#### WORK ORDER:
Everything from the line containing "[Batch job #auto] Object class: flower" through the final line of the material is to be restated word for word, and only that.

#### SUPPLIED MATERIAL:

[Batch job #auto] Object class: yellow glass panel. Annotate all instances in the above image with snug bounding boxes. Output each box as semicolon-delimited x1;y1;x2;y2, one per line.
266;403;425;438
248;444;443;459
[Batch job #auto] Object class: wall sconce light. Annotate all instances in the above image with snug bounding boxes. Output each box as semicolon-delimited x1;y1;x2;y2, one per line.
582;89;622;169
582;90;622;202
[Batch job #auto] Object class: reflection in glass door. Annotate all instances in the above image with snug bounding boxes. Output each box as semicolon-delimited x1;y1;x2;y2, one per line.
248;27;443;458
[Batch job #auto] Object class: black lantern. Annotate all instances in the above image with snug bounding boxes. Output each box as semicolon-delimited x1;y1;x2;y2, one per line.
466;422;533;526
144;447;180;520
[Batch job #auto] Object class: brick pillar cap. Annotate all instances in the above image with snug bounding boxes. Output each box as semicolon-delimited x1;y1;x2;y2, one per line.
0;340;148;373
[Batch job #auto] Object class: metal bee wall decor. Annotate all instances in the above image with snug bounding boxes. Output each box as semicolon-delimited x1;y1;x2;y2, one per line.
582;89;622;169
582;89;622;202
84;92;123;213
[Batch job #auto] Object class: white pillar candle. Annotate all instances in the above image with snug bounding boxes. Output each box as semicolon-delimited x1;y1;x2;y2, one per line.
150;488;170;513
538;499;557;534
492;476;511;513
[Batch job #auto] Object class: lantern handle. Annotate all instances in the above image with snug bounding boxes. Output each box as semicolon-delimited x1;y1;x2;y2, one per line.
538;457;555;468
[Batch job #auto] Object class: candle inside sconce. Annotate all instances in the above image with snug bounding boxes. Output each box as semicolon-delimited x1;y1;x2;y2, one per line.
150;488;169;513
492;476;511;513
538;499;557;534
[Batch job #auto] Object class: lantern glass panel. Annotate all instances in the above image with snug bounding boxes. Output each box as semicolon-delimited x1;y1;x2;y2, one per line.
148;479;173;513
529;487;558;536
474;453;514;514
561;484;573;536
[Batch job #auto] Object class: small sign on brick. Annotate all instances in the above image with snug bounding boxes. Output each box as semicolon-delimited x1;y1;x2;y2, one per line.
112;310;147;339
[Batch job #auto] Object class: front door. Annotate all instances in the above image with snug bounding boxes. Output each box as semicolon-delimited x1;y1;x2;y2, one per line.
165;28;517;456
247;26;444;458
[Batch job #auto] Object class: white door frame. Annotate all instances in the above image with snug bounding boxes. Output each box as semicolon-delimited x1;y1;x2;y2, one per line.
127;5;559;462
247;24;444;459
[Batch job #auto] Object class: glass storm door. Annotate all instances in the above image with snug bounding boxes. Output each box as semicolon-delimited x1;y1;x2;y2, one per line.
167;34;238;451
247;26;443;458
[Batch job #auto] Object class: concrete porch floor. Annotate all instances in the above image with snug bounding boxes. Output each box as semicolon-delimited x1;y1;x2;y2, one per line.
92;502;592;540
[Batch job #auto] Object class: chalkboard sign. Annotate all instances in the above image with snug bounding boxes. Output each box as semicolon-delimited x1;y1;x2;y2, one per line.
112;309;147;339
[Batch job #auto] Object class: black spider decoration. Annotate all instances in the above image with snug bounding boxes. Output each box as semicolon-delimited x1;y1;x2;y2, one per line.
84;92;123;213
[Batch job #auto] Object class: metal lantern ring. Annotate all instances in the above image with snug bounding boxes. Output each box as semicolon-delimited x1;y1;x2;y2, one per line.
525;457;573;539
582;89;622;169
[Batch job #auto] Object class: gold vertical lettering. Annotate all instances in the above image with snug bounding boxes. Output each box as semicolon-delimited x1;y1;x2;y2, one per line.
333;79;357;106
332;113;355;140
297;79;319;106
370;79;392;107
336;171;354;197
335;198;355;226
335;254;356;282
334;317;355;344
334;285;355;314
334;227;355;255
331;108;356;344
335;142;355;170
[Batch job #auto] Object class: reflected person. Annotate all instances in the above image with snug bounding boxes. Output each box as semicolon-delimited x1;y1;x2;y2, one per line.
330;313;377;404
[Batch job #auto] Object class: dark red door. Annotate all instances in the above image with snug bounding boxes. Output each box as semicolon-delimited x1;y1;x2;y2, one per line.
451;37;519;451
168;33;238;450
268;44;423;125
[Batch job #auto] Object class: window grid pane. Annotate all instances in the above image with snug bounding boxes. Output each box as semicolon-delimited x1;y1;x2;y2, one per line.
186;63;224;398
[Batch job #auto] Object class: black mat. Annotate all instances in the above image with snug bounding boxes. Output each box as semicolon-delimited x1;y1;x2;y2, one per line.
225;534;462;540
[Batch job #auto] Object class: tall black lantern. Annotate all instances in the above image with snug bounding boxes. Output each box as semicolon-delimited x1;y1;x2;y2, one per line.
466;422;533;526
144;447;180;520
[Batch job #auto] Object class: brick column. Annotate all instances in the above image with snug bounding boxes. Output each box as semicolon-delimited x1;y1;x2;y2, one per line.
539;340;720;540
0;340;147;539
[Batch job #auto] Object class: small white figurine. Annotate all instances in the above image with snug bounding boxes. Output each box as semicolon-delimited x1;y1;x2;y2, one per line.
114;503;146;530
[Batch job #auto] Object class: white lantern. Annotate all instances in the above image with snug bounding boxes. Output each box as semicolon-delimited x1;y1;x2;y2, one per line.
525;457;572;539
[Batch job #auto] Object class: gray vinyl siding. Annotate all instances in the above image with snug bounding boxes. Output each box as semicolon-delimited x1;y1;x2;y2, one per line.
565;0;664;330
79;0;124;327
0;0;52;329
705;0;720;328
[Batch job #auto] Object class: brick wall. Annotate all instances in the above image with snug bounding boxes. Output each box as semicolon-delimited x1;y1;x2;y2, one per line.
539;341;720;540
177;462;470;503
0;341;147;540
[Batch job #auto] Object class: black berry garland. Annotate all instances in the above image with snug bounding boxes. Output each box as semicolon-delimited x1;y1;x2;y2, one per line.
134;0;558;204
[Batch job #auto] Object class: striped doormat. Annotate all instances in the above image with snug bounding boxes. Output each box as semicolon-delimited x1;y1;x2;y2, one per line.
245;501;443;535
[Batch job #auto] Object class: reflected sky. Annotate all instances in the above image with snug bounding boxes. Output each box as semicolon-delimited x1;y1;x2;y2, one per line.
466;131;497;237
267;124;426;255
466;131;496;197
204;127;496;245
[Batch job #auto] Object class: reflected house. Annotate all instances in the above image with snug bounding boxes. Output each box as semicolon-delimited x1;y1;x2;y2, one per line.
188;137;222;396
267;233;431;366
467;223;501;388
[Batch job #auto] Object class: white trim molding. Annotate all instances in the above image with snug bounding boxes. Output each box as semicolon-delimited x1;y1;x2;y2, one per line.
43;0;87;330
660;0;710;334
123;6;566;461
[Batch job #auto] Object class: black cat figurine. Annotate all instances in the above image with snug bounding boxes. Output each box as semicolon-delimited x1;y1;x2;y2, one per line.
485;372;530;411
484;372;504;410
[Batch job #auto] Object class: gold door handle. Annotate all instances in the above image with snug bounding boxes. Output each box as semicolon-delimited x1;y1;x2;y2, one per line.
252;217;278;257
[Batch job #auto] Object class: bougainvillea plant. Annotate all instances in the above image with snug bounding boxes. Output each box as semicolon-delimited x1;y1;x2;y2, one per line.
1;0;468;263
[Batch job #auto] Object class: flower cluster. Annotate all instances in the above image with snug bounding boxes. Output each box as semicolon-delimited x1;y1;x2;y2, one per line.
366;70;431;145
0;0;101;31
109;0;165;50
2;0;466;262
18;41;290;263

#### RESULT OF THE TASK:
[Batch job #auto] Object class: flower cluster. Annotate all instances in the above image with snug bounding boxes. Output each box as semicolon-delimited x1;y1;x2;y2, one per line.
366;70;431;145
0;0;101;31
109;0;165;50
2;0;466;262
18;41;290;263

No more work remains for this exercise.